» **GIVEN TASK**: Copy the listing below line for line, leaving every character unchanged.

Examples of point labeling
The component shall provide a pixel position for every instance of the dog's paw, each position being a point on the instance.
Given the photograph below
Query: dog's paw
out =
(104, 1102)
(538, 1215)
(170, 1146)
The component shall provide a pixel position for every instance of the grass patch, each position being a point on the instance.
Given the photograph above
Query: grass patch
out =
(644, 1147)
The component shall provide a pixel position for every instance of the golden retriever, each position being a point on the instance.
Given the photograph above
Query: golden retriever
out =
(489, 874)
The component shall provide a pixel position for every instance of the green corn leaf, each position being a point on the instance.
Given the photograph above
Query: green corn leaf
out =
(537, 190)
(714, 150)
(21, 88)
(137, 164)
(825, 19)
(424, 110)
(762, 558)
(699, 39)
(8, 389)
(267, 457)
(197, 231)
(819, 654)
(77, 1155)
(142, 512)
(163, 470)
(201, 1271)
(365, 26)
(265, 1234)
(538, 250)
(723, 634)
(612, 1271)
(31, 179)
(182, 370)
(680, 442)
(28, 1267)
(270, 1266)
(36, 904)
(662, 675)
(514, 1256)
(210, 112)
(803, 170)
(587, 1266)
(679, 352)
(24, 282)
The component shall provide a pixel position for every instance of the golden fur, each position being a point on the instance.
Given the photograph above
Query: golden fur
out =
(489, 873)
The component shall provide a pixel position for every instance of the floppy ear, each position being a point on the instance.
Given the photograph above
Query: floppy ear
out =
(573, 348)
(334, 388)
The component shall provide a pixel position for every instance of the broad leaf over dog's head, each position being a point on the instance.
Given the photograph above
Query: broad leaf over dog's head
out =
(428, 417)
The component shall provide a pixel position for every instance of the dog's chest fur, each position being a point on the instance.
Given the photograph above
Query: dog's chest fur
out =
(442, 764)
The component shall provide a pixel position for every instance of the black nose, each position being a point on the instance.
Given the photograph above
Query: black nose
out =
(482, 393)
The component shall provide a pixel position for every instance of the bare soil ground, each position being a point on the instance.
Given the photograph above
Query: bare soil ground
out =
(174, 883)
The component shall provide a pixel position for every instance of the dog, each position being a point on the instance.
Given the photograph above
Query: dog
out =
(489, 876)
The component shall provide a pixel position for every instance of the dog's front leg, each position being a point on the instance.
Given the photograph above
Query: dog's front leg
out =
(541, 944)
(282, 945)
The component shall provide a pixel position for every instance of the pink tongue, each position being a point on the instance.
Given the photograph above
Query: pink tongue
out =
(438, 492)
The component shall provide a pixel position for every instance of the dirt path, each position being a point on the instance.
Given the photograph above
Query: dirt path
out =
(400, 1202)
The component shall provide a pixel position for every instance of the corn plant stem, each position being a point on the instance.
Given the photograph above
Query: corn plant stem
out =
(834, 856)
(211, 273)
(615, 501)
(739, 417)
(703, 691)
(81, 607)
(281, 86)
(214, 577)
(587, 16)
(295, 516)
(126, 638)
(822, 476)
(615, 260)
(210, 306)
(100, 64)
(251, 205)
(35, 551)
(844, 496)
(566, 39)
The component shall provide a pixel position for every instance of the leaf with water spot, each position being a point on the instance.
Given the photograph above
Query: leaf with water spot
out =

» **COMPLETE ANSWER**:
The component shall provide a pixel position for every instance of the dog's paw, each position being a point on the instance.
Given the photograph below
Query: dog's paw
out =
(104, 1102)
(538, 1215)
(170, 1146)
The component shall provide a pixel position for every instance of the grass patch, each position being a point on the instance.
Given the photograph above
Query: grass patch
out =
(644, 1147)
The component shall provide a pixel position for every instance of the golden retriever, each position being a point on the instance.
Given the photograph above
Query: golden retriever
out =
(489, 874)
The component shall provide a pixel position for every instance of the green corn leaf, each position being a point on the instance.
Given the photograph above
Query: green corn leaf
out =
(537, 190)
(714, 150)
(21, 88)
(137, 164)
(825, 19)
(424, 110)
(762, 558)
(699, 39)
(8, 389)
(267, 457)
(197, 231)
(819, 654)
(77, 1155)
(142, 512)
(163, 470)
(201, 1271)
(365, 26)
(265, 1234)
(538, 250)
(723, 634)
(612, 1271)
(31, 179)
(182, 370)
(680, 442)
(28, 1267)
(270, 1266)
(36, 904)
(662, 675)
(514, 1256)
(210, 112)
(803, 170)
(587, 1266)
(679, 352)
(24, 282)
The component shall provide a pixel position for every instance of the golden fur, each position being a point on the instance.
Given the photograph above
Query: golden fur
out =
(489, 873)
The component shall provide a pixel position for every instance of the floppy ear, each position being a point on the instance.
Given the photograph above
Query: floppy ear
out =
(573, 348)
(334, 388)
The component shall provide a pixel position for every instance of the broad leaf over dog's head, each position being a point on the instance.
Given the photograph above
Query: broad leaf over dog's head
out =
(428, 417)
The component shall provide a pixel position for every instance of the dog's chest fur, each position being a point on the instance.
Given the photograph above
Query: dog's chest fur
out =
(442, 764)
The component shall provide a pixel position for every instance of the black nose, each position being a point on the instance.
Given the photograph above
Query: black nose
out =
(482, 393)
The component shall provide a pixel position for every instance of the bare soil ground, each position being a point on the instance.
Given the photograph above
Query: bare soil ground
out =
(174, 883)
The component shall provide a pixel position for every instance of the dog, each position being a point on the instance.
Given the photograph above
Query: dog
out =
(489, 876)
The component shall provide a pixel position for every instance of the dog's front leg, each position being a point on the instance.
Given the photograph above
Query: dog's front leg
out =
(541, 944)
(282, 945)
The component shall provide a pixel position for every instance of the pink tongue, each position being a point on the instance.
Given the photograph above
Query: pink tongue
out =
(438, 492)
The component shall provide a pixel position for every instance of the dirt path, each position being a point on the instance.
Given the photograph above
Query: dirt path
out =
(400, 1202)
The component shall provide a pixel position for every instance of the corn plant stem, each position being a point on the instance.
Given the photograph above
Query: corn plant stem
out =
(834, 856)
(211, 273)
(615, 501)
(739, 417)
(703, 691)
(81, 607)
(281, 86)
(214, 577)
(587, 16)
(295, 516)
(126, 638)
(822, 476)
(615, 260)
(210, 306)
(100, 64)
(251, 205)
(35, 551)
(844, 496)
(566, 39)
The component shall provide a pixel position for every instance of the leaf with water spot, each position being a point on the instance.
Given the photograph above
Query: leaf with water spot
out =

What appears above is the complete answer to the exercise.